**SUPPLIED PASSAGE:**
[Start of Attachment]

Emma Smith, Head of Talent at the UK’s largest video games developer, Creative Assembly, sits down with Louise Sinnerton from myGwork
Emma Smith started her career as a 999 operator, and worked at the NHS and Citizens Advice Bureau after that. She has been exposed to all sorts of situations and has always worked to make sure that everyone has access to opportunity. “Working as a 999 operator really hardened me to what happens in society, and then with the NHS I would be helping people in the community, or nurses, for example, to get the equipment, resources and care they need. Although this work was emotionally difficult, I feel lucky to have been exposed to all sorts of situations and I don’t bat an eyelid when people tell me problems that may shock other people.”
When a role came up to work with the Citizens Advice Bureau in one of the most deprived areas in the UK, with very low social mobility, Emma knew it aligned with her core value of helping others. “The Citizens Advice Bureau was formed to give free legal advice to all members of society around the time of World War Two and has developed to do so much for people. It’s an open door, talk to anyone, free access service, I learned a lot about myself and I consider myself fortunate to have spent some of my career there.” Emma worked supporting the advisors, connecting with all sections of society, and was lucky enough to see positive outcomes for many including a case where the bureau worked in collaboration with Stonewall. “People would come in and ask for employment advice with regards to all sorts of issues including those that effected members of the LGBTQ+ community, as an example. I found that I was often unaware of their situation and it made me feel so angry when I learned what people had experienced . That really opened my eyes, and motivated me to focus my career where I could be people-orientated, where I can shine a light on diversity.”
Emma’s broad experience of people’s individual circumstances has led to her ability to be incredibly tolerant and somewhat unshakable. This is a skill she’s developed through her career into her current role. “Being an open book and going into conversations without preconceptions puts people at ease straight away, people need that and to be received with calmness and empathy when they are sharing personal or professional issues. A clear and understood response helps them to rationalise their own thoughts and see that there is help and tools available”.
Emma came to work in the games industry by chance, when her partner asked her to move from Wales to England. “I had a life change when I came to England, this opportunity came up at Creative Assembly and I had always dreamed of working in the video games industry, but when I first got here I looked around and thought where are all the women, where are the people of colour, where all the LGBTQ+ people? I didn’t see the sectors of community that I was used to seeing being reflected in the work force. That was 11 years ago and now things in games are very different.” According to a diversity and inclusion census in the UK Games industry 21% of staff are LGBT, 19% EU, 28% female, 10% BAME (UKIE). “We are more diverse than we are often perceived and actually the young people coming into games now are hugely diverse. We want to shout about that and make sure people from all backgrounds realise the games industry could be a home for them.”

[End of Attachment]

**PROVIDED MATERIAL:**
[Start of Attachment]

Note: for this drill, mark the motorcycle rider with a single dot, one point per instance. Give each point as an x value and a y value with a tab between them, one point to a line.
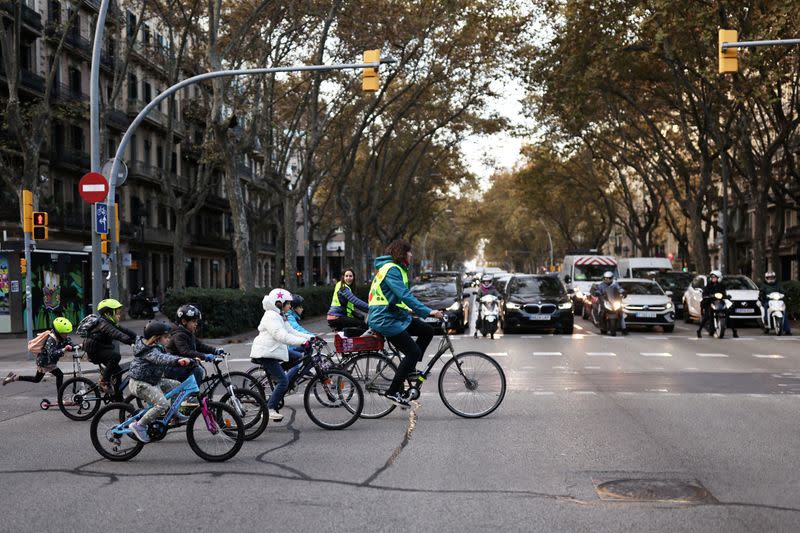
611	290
771	284
713	287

[End of Attachment]

**EXERCISE SET:**
a: In the Emma Smith profile, what job did Emma Smith start her career in?
b: Pick up the Emma Smith profile after its last sentence and keep writing it.
You can ignore the data; none of it is needed.

**RESULTS FOR EACH TASK:**
a: She started as a 999 operator.

b:
Throughout her career with Creative Assembly, and now in the role of Head of Talent, Emma has refocused on recruitment and the things she really cares about: fairness and giving everyone opportunities being key. With the team, she founded and developed the Legacy Project, which is all about the long-term impact of the studio and pivoting the way that people might see the gaming industry. “A large number of our staff are Creative Assembly Ambassadors, they represent a wider cross section of society and are important role models for students and others looking to get into games”. The Legacy Project has seen Creative Assembly develop educational programmes for three year olds right up to postgraduates, hold game jams with local schools and BAFTA, partner with women in games, support charities (such as their current charity of the year, Young Lives vs Cancer), and host an annual game jam in honour of a young employee who passed away from cancer.
Creative Assembly has come to be known and respected for the Legacy Project, and won an Education Outreach award in 2019 as part of the GI.Biz Best Places to Work Awards. “We want to give back to the games industry and beyond, it’s about kicking the door open so that anyone and everyone can be a part of it. We have the experience and expertise to share, and my god we care about it – so we will do it!” The initiative also helps employees to develop transferable skills and a voice. “Giving people a voice that is outside of their usual role is quite powerful and something they really enjoy. We hear so often that our social responsibility and outreach work is why people come and work for us, or why people carry on working for us. People don’t just want a good job, they want to work somewhere value driven that is aiming to do the right thing for the industry and wider society.”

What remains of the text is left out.